*To do:*
Select every line of the listing below that contains the word "blue", and copy each one. Case counts.
---
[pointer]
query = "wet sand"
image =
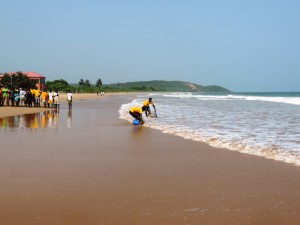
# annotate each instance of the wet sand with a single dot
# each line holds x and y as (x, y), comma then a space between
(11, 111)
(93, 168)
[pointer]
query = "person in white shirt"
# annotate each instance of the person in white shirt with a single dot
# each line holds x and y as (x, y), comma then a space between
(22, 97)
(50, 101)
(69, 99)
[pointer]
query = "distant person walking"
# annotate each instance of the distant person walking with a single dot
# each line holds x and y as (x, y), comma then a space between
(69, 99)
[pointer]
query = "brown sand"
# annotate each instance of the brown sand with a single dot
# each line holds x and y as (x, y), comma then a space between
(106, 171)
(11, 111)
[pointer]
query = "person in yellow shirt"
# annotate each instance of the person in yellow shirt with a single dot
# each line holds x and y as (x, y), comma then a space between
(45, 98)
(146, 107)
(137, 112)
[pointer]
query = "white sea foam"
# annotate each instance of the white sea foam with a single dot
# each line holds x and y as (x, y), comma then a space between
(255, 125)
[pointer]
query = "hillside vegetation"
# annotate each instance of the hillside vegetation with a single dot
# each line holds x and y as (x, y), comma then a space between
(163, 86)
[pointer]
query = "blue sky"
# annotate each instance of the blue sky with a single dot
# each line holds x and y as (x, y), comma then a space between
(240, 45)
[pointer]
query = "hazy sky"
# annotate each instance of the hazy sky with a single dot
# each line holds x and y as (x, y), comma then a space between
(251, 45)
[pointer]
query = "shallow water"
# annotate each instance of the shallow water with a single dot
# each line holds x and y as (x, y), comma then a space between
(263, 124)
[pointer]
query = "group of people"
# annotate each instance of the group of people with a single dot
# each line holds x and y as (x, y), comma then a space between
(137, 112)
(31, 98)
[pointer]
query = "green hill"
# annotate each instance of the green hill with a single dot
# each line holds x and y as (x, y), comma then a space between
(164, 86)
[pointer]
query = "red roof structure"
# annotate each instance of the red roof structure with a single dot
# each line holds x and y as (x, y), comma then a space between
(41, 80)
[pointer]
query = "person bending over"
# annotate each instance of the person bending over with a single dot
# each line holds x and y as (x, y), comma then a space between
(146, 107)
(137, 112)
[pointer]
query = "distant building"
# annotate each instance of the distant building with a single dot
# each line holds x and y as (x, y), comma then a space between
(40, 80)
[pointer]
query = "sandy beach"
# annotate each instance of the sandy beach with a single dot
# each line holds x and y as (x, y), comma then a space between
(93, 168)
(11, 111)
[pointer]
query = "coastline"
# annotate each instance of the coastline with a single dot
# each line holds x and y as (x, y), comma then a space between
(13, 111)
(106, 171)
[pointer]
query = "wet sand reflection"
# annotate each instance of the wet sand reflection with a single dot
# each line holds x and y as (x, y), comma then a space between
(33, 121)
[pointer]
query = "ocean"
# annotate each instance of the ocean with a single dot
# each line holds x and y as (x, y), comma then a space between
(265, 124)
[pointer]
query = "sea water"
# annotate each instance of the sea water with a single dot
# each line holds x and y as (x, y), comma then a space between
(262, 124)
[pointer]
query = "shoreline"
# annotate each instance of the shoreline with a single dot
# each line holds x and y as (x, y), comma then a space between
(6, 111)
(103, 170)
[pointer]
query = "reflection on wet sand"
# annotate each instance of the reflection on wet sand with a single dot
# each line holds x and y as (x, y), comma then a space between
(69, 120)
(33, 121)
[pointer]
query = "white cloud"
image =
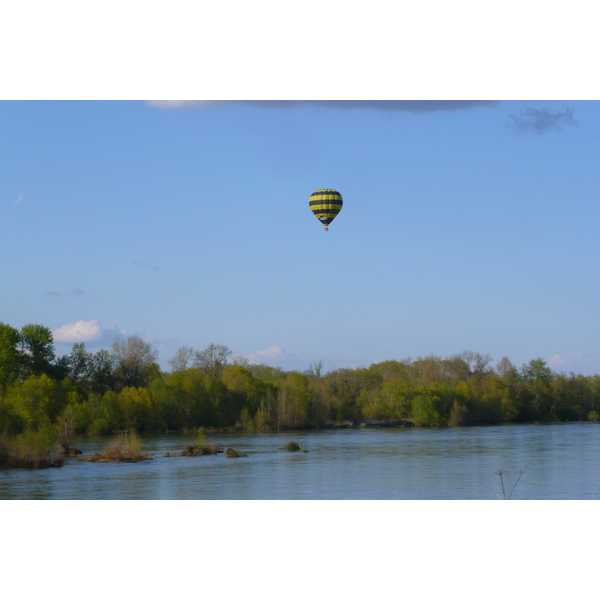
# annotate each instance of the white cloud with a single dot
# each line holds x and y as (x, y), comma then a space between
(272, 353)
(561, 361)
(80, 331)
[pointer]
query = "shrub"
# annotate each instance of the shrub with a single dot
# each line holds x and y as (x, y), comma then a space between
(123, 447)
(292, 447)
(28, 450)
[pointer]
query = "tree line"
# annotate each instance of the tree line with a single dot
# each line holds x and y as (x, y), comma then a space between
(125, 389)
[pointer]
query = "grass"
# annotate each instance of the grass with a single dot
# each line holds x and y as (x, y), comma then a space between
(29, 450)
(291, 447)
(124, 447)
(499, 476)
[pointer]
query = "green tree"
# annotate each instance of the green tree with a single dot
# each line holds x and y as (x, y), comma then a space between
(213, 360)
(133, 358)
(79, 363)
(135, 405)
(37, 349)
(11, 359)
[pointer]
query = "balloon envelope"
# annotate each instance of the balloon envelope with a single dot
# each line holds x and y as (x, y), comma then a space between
---
*The completed task:*
query = "blue sky"
# annotate each instance of the blue sky with a single dot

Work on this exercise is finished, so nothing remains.